→ Texte fourni:
◆ ◆ ◆ ◆

Eh ben voilà, c’est malin.

Avec cette histoire de baignade plus ou moins forcée, j’ai attrapé la crève, ça fait plus de deux jours que je grelotte sous la couette.

Le bon côté des choses, c’est que le Comte est aux petits soins avec moi. Je me demande même si je ne vais pas devoir lui rendre une partie de mon salaire à la fin du mois.

On a fait des tests comparés avec ce que j’ai rapporté du ravito et on est tous les deux d’accord que la prune, ça endort plus vite, alors que la poire, ça parfume mieux.

J’ai tout de suite senti le moment où j’allais mieux au fait qu’il a recommencé à penser à sa prochaine connerie. Il est remonté du petit déjeuner tout à l’heure en me disant qu’il avait parlé quelques minutes avec la jeune Adèle. Elle lui aurait dit que notre voisine de chambre avait expliqué tout le mal qu’elle pensait de lui parce qu’il ne s’était pas excusé de son tapage nocturne la semaine dernière et que sais-je encore.

— Moi grrrrand marrrasme, marrrrrasme bolchoï, Alexeï. Avoirrrr crrrru que larrrrgesses slaves suffisantes pour fairrrre parrrrrdon mais petite dame rrrravissante rrrrraison, comporrrrtement mien indigne grrrrande noblesse.

— Laquelle de petite dame ?

— Jeune femme charrrrmante, chambrrrre à côté !

◆ ◆ ◆ ◆

→ Consignes de travail:
a) Peux-tu recopier les enregistrements de leur toute première ligne jusqu'à celle qui contient « positive clicks: (21, 137) » incluse, en remplaçant « clicks » par « taps » et sans rien modifier d'autre ?
b) Peux-tu poursuivre le récit de la crève attrapée après la baignade, à partir de la dernière réplique donnée ?
Les enregistrements qui suivent n'ont aucun lien avec le récit.

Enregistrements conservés
◆ ◆ ◆ ◆

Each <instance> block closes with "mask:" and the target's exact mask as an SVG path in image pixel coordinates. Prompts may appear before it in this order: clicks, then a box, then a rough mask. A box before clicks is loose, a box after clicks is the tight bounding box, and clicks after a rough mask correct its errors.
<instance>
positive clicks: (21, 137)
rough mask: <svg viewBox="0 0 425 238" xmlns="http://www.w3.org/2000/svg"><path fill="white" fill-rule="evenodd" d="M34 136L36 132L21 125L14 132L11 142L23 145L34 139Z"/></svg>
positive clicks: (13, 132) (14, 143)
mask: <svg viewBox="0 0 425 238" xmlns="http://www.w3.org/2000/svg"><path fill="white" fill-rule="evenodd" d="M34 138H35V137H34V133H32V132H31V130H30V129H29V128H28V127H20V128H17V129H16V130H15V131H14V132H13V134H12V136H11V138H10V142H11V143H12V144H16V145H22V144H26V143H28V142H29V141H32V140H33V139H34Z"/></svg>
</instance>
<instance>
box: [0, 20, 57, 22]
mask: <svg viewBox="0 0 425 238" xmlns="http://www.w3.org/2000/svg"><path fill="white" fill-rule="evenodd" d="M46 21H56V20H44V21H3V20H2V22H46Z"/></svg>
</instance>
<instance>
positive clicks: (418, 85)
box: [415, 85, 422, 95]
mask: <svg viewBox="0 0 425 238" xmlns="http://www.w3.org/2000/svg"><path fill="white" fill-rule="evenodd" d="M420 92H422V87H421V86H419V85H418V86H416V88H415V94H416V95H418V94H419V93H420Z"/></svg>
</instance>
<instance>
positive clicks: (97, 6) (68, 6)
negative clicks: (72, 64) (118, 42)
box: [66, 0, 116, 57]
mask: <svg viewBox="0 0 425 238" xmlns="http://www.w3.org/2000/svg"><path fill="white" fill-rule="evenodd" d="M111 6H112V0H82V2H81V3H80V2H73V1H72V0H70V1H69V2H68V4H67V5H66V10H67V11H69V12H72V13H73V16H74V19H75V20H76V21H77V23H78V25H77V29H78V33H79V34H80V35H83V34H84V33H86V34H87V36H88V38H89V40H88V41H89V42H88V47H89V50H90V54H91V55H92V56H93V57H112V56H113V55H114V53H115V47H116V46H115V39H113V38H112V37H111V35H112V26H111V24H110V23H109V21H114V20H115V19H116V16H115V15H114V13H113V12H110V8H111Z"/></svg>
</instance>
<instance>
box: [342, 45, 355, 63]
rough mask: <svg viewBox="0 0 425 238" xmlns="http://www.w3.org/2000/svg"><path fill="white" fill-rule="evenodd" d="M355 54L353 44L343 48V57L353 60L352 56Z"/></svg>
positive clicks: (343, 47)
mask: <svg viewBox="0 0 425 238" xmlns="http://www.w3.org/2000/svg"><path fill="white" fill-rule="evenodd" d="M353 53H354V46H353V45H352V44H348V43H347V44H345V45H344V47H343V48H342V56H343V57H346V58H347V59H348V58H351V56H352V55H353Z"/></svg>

◆ ◆ ◆ ◆

→ Réponses:
a)
Each <instance> block closes with "mask:" and the target's exact mask as an SVG path in image pixel coordinates. Prompts may appear before it in this order: taps, then a box, then a rough mask. A box before taps is loose, a box after taps is the tight bounding box, and taps after a rough mask correct its errors.
<instance>
positive taps: (21, 137)

b)
— Je ne vois pas, j’avoue, la chambre d’à côté est occupée par une dame qui a quasiment votre âge…

— Oh dame pétillante, rrrrrondeurrrrs attirrrent la main de l’honnête homme, yeux pétillent comme jeune fille, sagesse et frrrroideurrr apparrrrente signe d’un tempérrrrament de feu…

— Euh, Monsieur le Comte, c’est d’une dame, qu’on parle, là. Et elle a l’air d’être assez loin d’être sensible à vos charmes. Le mieux serait peut-être de faire profil bas, à mon avis.

— Mais Alexeï ! Vous êtrrrrre fou !!! Elle peut êtrrrre derrrrnièrrrre chance amourrrr rrrrromantique de ma vie !!!

(Je rêve ou il s’emballe sur une vieille dame qui ne peut déjà pas l’encaisser, là ?)

— Alexeï, comment êtrrre doux nom de tendrrrre perrrrrsonne ?

— Jeanne, je crois, Jeanne Monquelquechose.

Oh le con. Le temps que je lui réponde il a sorti sa balalaïka. Le voilà en train de s’installer sur le balcon et d’entamer Kalinka.

Ivanna[1]
Pardonn’moi,
Pardonn’ moi
Ivanna

Vieux fou,
Aimer toi
Ivanna
Aimer toi

Bon. Puisqu’il le prend comme ça, il ne me reste plus que l’arme de destruction massive. Tant pis pour son cœur brisé, je ne suis pas assez en forme pour gérer deux seniors en mode turbo.

— Monsieur le Comte, avant que cette histoire entre vous deux n’aille trop loin, je dois vous dire que… je crois qu’elle est catholique pratiquante. Il paraît qu’elle a réuni toute une troupe pour aller à la messe dimanche dernier.

— Quoi ? Pourrrrrquoi toi pas dirrrre moi, Alexeï ?

— Pas eu le temps, vous êtes partis trop vite dans la sérénade.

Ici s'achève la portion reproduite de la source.